Data: Begin
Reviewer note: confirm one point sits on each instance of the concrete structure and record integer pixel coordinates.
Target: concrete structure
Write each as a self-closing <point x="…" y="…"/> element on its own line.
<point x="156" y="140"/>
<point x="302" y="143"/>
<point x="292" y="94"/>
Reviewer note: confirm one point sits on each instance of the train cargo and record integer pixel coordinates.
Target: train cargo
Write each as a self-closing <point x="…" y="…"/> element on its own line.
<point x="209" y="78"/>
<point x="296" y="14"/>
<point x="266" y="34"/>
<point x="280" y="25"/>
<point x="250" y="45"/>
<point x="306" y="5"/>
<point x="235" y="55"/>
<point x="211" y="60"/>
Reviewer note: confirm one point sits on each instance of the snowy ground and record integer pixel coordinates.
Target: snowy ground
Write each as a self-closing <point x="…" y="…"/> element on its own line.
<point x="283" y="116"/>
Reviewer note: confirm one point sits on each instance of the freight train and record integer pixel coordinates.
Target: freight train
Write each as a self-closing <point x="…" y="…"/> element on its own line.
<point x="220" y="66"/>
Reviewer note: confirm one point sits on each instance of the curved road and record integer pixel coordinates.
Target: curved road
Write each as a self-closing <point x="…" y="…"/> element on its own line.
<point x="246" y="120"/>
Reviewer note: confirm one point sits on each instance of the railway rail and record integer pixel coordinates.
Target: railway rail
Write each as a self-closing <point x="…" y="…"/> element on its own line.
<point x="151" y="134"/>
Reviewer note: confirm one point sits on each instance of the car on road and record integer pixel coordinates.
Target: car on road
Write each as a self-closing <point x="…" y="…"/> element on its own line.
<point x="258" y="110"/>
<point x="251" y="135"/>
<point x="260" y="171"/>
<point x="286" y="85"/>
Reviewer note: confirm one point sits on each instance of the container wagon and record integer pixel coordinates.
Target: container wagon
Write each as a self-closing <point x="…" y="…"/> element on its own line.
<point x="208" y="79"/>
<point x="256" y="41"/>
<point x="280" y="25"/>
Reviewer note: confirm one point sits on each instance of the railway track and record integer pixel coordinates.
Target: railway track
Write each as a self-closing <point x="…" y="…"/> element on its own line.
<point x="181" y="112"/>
Data: End
Task item:
Exactly as given, please retype all the entries.

Answer for the task:
Reviewer note: confirm one point sits on each instance of the concrete structure and record integer pixel coordinates.
Target: concrete structure
Write each as a self-closing <point x="…" y="…"/> element on its own line.
<point x="156" y="140"/>
<point x="302" y="143"/>
<point x="292" y="94"/>
Reviewer note: confirm one point sits on each instance of the train cargo and record integer pixel coordinates.
Target: train cargo
Write each as a self-closing <point x="…" y="…"/> element on its own line.
<point x="209" y="78"/>
<point x="296" y="14"/>
<point x="266" y="34"/>
<point x="280" y="25"/>
<point x="250" y="45"/>
<point x="306" y="5"/>
<point x="235" y="55"/>
<point x="211" y="60"/>
Reviewer note: confirm one point sits on each instance of the snowy ground and record integer pixel coordinates.
Target: snowy ground
Write each as a self-closing <point x="…" y="…"/> element on its own line.
<point x="283" y="116"/>
Reviewer note: confirm one point sits on each instance of the freight train and record integer pixel coordinates.
Target: freight train
Write each as a self-closing <point x="…" y="…"/> element on its own line.
<point x="220" y="66"/>
Reviewer note: confirm one point sits on each instance of the curved road and record integer pixel coordinates.
Target: curved road
Write each as a self-closing <point x="…" y="…"/> element on its own line.
<point x="246" y="120"/>
Reviewer note: confirm one point sits on each instance of the railway rail and record integer pixel coordinates.
Target: railway rail
Write each as a self-closing <point x="…" y="…"/> element on its own line.
<point x="151" y="134"/>
Reviewer note: confirm one point sits on each instance of the car on road and record integer pixel coordinates.
Target: car on road
Write each as a self-closing <point x="…" y="…"/> element on its own line.
<point x="258" y="110"/>
<point x="251" y="135"/>
<point x="260" y="171"/>
<point x="286" y="85"/>
Reviewer note: confirm one point sits on each instance of the container wagon and record integer pixel coordinates.
Target: container wagon
Write each as a self-closing <point x="…" y="…"/> element on its own line.
<point x="208" y="79"/>
<point x="256" y="41"/>
<point x="280" y="25"/>
Reviewer note: confirm one point sits on each instance of the railway track and record integer pixel coordinates.
Target: railway track
Write each as a self-closing <point x="…" y="…"/> element on its own line.
<point x="181" y="112"/>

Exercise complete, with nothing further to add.